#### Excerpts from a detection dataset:
────────────────
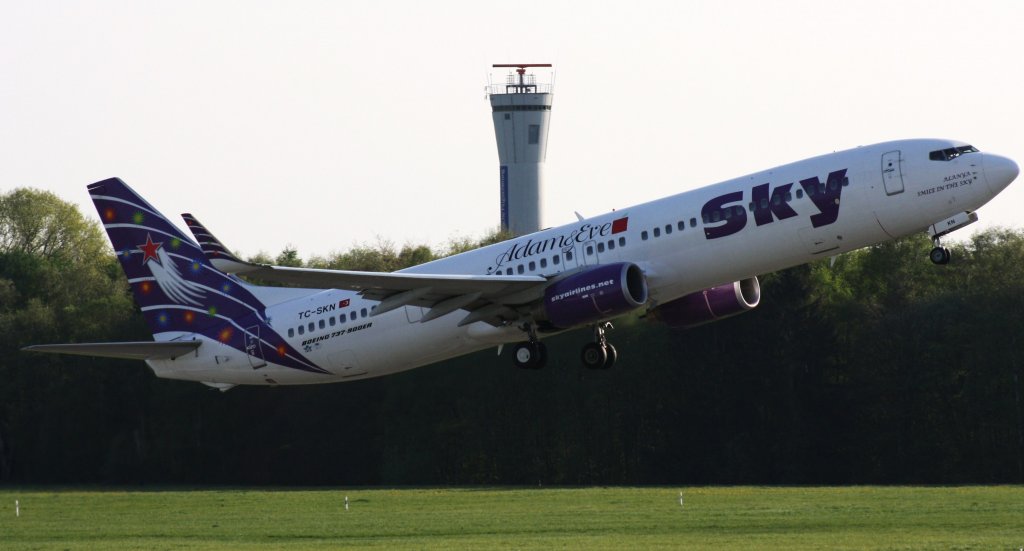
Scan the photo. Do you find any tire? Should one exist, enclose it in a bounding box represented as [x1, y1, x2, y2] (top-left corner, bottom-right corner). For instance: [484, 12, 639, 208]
[580, 342, 608, 370]
[512, 342, 548, 370]
[928, 247, 949, 265]
[602, 342, 618, 370]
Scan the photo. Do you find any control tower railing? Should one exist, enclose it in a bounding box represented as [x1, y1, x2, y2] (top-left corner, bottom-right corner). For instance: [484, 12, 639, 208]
[486, 63, 554, 95]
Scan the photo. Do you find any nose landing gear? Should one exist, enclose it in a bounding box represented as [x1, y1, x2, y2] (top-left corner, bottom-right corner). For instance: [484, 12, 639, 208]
[512, 322, 548, 370]
[928, 236, 949, 265]
[580, 322, 618, 370]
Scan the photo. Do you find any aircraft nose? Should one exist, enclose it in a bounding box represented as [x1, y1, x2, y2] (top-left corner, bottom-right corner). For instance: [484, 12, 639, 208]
[984, 153, 1021, 195]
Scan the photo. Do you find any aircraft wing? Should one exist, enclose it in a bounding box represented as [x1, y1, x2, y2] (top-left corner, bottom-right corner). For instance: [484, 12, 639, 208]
[181, 213, 548, 325]
[22, 341, 203, 359]
[223, 260, 548, 325]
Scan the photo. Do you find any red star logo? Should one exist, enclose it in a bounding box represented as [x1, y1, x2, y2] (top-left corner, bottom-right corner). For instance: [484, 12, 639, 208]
[138, 234, 164, 264]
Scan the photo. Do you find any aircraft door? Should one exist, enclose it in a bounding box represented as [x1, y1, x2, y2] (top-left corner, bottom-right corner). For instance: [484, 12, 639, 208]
[246, 326, 266, 370]
[583, 241, 601, 266]
[559, 247, 579, 271]
[882, 151, 903, 196]
[404, 306, 424, 324]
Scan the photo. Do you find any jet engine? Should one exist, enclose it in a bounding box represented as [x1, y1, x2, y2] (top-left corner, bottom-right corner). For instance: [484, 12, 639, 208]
[652, 278, 761, 329]
[544, 262, 647, 329]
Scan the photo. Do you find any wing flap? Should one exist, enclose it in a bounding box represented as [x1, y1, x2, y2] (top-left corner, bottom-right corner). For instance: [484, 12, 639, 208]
[22, 341, 203, 359]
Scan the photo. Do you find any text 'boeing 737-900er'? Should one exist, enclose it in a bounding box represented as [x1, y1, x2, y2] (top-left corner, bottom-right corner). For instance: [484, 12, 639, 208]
[27, 139, 1019, 390]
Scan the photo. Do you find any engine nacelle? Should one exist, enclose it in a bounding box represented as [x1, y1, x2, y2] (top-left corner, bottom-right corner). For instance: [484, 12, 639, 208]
[653, 278, 761, 329]
[544, 262, 647, 329]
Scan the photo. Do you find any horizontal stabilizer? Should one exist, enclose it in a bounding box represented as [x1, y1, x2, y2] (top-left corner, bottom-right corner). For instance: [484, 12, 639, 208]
[22, 341, 203, 359]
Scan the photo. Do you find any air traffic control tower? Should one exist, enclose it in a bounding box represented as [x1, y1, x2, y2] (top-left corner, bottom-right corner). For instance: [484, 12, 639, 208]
[487, 63, 553, 236]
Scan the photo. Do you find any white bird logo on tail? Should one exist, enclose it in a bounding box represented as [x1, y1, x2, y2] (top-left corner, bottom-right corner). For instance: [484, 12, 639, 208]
[138, 234, 206, 306]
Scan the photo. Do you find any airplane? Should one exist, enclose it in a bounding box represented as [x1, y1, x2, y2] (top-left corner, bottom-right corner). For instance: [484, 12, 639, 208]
[26, 139, 1020, 391]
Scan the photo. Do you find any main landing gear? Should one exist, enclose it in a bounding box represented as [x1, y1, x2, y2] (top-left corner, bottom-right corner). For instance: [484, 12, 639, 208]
[580, 322, 618, 370]
[512, 322, 548, 370]
[928, 237, 949, 265]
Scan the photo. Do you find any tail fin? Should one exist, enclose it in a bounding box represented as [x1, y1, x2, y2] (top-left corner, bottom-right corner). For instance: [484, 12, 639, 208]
[89, 178, 265, 335]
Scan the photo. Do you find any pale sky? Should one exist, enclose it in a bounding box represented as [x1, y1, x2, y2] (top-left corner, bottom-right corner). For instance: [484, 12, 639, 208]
[0, 0, 1024, 258]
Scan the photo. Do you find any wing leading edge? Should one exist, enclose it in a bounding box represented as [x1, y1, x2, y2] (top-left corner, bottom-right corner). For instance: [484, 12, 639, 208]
[22, 341, 203, 359]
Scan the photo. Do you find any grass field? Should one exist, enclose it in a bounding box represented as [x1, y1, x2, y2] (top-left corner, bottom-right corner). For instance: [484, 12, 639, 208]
[0, 486, 1024, 550]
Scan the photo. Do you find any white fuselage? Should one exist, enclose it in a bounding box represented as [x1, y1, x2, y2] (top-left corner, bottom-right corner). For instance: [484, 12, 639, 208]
[148, 139, 1013, 384]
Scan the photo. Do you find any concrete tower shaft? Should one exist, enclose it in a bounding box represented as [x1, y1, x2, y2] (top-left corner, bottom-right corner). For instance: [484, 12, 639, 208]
[489, 63, 553, 236]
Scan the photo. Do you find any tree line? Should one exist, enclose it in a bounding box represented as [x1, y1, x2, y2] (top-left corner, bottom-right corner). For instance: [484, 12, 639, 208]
[0, 188, 1024, 485]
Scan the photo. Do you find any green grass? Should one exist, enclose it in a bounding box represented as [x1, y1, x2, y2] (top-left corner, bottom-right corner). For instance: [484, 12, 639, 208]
[0, 486, 1024, 550]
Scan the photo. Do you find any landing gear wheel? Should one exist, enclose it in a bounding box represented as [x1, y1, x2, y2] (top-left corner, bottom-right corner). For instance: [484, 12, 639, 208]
[604, 342, 618, 370]
[512, 342, 548, 370]
[928, 247, 949, 265]
[580, 342, 608, 370]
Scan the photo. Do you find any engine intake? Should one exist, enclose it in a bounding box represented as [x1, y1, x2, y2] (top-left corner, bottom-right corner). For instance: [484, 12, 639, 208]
[544, 262, 647, 329]
[653, 278, 761, 329]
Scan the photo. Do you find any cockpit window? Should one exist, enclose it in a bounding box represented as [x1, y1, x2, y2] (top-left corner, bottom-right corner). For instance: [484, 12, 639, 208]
[928, 145, 978, 161]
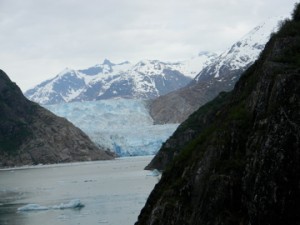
────────────────
Reproduce, character for character, the lines running from the one containing "Scan the photo. Do you find any main" through the one containing "[148, 139, 1013, 384]".

#### Response to the exercise:
Scan the photo. Do you find any main landing gear? Should one exist, enclose it in a bounding box represented as [x1, y1, x2, y2] (top-left corner, bottom-right corner). For instance: [484, 12, 639, 208]
[580, 322, 618, 370]
[512, 322, 548, 370]
[928, 237, 949, 265]
Scan the photo. Do you find any tail fin? Should one exist, enclose it in a bounding box represented as [x1, y1, x2, y2] (top-left corner, bottom-right corner). For instance: [484, 12, 639, 208]
[89, 178, 265, 335]
Scan the photo. Do you find any pale sky? Should one exist, enclose it in a bounding box represented as [x1, y1, x2, y2] (top-left corner, bottom-right corner). For instance: [484, 12, 639, 208]
[0, 0, 1024, 258]
Scan the photo. Do you find any wing leading edge? Should one exist, enclose it in a bounding box represented as [x1, y1, x2, y2] (top-left corner, bottom-right corner). For instance: [484, 12, 639, 208]
[22, 341, 203, 359]
Scan the photo. Do you find any grass field? Should one exist, enclose it in a bounding box represented as [x1, y1, x2, y2] (top-left corner, bottom-right corner). For instance: [484, 12, 639, 208]
[0, 486, 1024, 550]
Scan the photo. Do you find any white fuselage? Should one exist, enclose it in a bounding box represented as [x1, y1, x2, y2] (top-left corner, bottom-right corner). For instance: [484, 12, 639, 208]
[148, 139, 1013, 384]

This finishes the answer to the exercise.